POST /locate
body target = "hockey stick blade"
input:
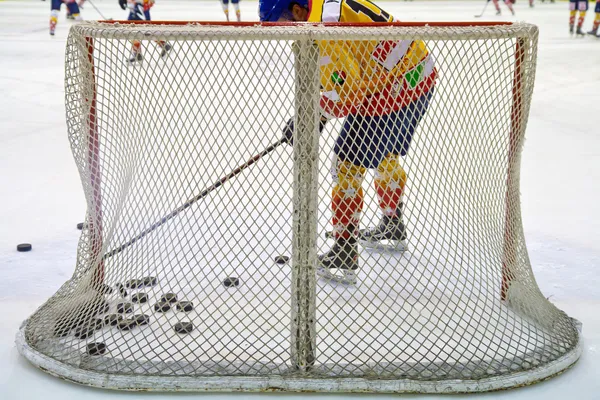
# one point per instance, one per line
(195, 199)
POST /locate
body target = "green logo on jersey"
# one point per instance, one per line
(414, 76)
(338, 77)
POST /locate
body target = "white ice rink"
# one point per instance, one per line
(42, 200)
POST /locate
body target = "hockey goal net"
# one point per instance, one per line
(456, 309)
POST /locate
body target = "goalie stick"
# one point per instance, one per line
(195, 199)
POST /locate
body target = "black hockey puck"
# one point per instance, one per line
(96, 348)
(185, 306)
(113, 319)
(84, 331)
(62, 329)
(24, 247)
(162, 306)
(183, 327)
(126, 324)
(139, 297)
(124, 308)
(231, 281)
(105, 289)
(103, 307)
(282, 259)
(99, 323)
(121, 290)
(141, 319)
(134, 283)
(150, 281)
(169, 298)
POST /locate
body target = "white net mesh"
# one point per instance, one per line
(456, 301)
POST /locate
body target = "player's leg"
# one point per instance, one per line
(582, 7)
(226, 9)
(236, 7)
(596, 24)
(497, 6)
(572, 15)
(390, 233)
(54, 12)
(341, 261)
(395, 134)
(73, 8)
(510, 7)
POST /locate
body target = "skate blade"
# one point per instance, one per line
(385, 245)
(338, 277)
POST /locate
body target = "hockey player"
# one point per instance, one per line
(574, 6)
(594, 30)
(382, 89)
(508, 3)
(236, 7)
(140, 10)
(73, 10)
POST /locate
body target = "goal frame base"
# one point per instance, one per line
(278, 383)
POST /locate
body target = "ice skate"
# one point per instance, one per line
(165, 50)
(340, 263)
(390, 234)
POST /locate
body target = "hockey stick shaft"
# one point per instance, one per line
(195, 199)
(484, 8)
(96, 8)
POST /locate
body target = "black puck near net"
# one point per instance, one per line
(24, 247)
(185, 306)
(124, 308)
(162, 306)
(281, 259)
(96, 349)
(169, 298)
(183, 327)
(139, 298)
(231, 281)
(113, 319)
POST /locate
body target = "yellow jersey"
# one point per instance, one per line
(368, 77)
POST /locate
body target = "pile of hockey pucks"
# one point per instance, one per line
(231, 281)
(92, 315)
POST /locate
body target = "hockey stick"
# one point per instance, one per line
(484, 8)
(99, 12)
(195, 199)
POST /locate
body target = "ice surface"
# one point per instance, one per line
(42, 199)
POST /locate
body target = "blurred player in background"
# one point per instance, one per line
(508, 3)
(236, 7)
(594, 30)
(382, 90)
(574, 6)
(72, 10)
(139, 10)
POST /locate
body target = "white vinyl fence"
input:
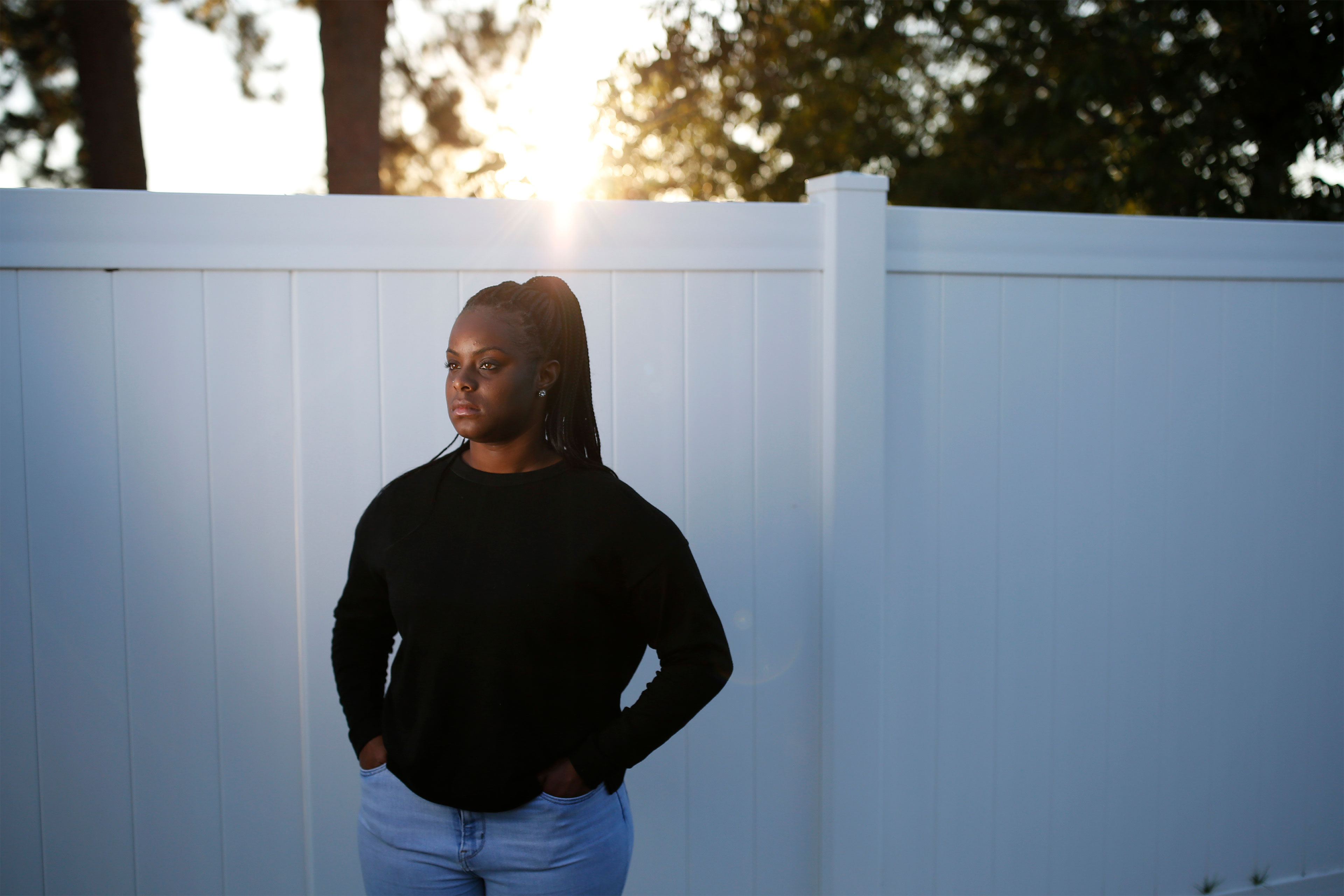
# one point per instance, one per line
(1027, 530)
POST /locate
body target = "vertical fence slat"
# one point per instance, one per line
(1191, 575)
(1326, 798)
(170, 602)
(968, 582)
(910, 711)
(650, 440)
(1083, 530)
(341, 472)
(417, 312)
(787, 670)
(1237, 750)
(78, 622)
(1296, 600)
(1026, 556)
(720, 527)
(1143, 381)
(252, 484)
(21, 817)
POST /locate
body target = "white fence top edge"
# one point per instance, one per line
(86, 229)
(961, 241)
(80, 229)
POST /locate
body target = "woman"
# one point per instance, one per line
(526, 581)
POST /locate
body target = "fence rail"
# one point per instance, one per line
(1026, 530)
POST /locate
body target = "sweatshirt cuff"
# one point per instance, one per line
(592, 765)
(359, 739)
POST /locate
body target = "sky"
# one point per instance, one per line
(202, 136)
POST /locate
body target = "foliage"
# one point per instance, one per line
(428, 146)
(37, 58)
(1176, 108)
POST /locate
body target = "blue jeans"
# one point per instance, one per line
(549, 846)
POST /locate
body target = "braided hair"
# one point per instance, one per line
(549, 315)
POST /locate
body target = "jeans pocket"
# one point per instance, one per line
(570, 801)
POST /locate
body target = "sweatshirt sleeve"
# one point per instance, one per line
(680, 624)
(362, 639)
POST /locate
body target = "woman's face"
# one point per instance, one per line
(494, 379)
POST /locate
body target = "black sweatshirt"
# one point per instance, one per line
(525, 602)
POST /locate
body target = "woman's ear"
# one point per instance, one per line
(547, 373)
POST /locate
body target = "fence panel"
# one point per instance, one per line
(1107, 656)
(162, 434)
(1113, 580)
(76, 567)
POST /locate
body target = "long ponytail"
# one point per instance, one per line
(553, 322)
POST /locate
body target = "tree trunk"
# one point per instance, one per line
(109, 101)
(353, 34)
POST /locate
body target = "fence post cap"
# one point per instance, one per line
(847, 181)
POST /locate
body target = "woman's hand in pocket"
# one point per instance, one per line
(562, 781)
(374, 754)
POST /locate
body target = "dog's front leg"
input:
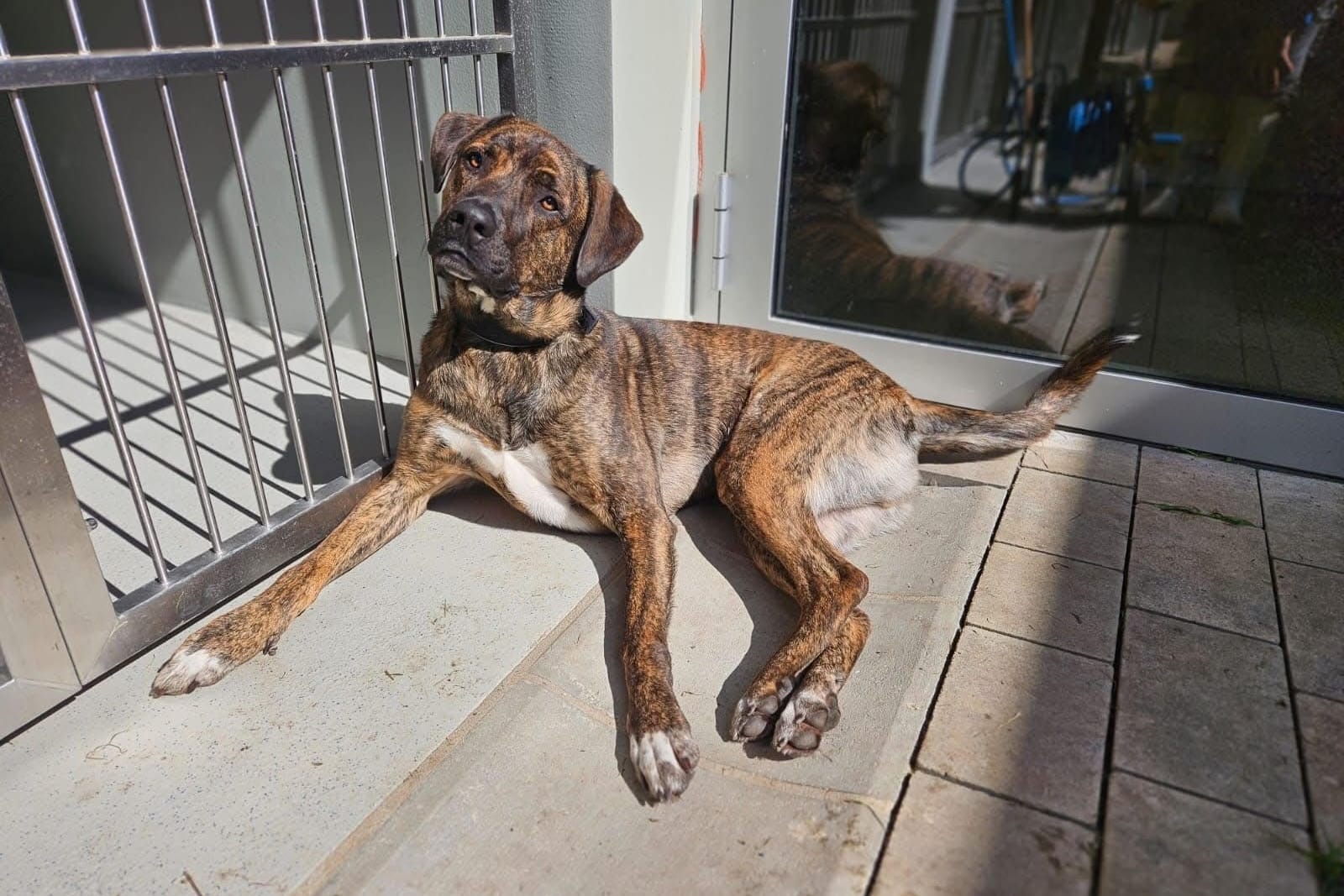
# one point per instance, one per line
(234, 638)
(662, 748)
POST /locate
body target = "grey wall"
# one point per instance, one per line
(575, 86)
(573, 71)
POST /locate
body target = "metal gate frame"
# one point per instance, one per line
(45, 547)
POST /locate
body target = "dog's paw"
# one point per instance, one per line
(192, 667)
(753, 715)
(664, 761)
(813, 711)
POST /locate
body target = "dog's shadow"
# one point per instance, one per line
(709, 527)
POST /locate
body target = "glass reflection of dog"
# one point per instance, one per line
(837, 264)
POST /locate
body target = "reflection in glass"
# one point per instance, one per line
(979, 172)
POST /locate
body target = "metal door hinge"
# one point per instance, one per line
(722, 202)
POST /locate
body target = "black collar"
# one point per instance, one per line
(488, 331)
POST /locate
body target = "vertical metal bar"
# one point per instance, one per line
(517, 82)
(260, 254)
(207, 271)
(420, 154)
(156, 320)
(353, 237)
(443, 60)
(476, 60)
(371, 81)
(81, 309)
(306, 233)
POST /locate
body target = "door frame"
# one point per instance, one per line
(1253, 427)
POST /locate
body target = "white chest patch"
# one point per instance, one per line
(526, 473)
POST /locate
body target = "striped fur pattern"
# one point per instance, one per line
(618, 425)
(837, 264)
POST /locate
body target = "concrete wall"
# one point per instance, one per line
(573, 69)
(656, 103)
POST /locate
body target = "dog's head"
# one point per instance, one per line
(843, 110)
(524, 224)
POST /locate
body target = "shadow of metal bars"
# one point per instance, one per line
(234, 560)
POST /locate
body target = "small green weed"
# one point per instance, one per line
(1211, 515)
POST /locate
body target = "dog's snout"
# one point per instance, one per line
(475, 221)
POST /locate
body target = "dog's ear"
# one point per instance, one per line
(612, 231)
(449, 134)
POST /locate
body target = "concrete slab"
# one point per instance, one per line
(1211, 485)
(1085, 456)
(1058, 602)
(1202, 570)
(255, 781)
(1023, 720)
(1323, 732)
(1304, 519)
(727, 621)
(958, 841)
(1312, 602)
(531, 801)
(1207, 711)
(1068, 517)
(1164, 842)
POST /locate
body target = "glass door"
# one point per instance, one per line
(964, 192)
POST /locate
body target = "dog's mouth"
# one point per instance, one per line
(454, 264)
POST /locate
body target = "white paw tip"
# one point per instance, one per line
(664, 773)
(188, 669)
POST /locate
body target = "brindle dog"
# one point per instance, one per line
(591, 422)
(837, 265)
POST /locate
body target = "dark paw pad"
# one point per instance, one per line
(804, 719)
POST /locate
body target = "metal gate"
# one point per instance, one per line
(62, 624)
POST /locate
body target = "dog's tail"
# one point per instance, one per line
(944, 429)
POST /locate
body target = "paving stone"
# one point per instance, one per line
(1171, 477)
(1202, 570)
(260, 777)
(538, 799)
(1323, 734)
(1085, 456)
(1164, 842)
(940, 548)
(958, 841)
(726, 622)
(1304, 519)
(996, 470)
(1065, 604)
(1207, 711)
(1068, 516)
(1023, 720)
(1314, 624)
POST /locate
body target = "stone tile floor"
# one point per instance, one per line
(1095, 668)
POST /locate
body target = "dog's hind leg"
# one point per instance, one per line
(813, 708)
(822, 457)
(784, 539)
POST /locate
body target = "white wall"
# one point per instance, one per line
(655, 112)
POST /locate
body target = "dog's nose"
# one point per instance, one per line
(475, 221)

______________________________

*INSTRUCTIONS TO FOLLOW:*
List each line in the entries above that contains the word "skate". Case counts.

*TASK OUTPUT:*
body target = "skate blade"
body target = "ice skate"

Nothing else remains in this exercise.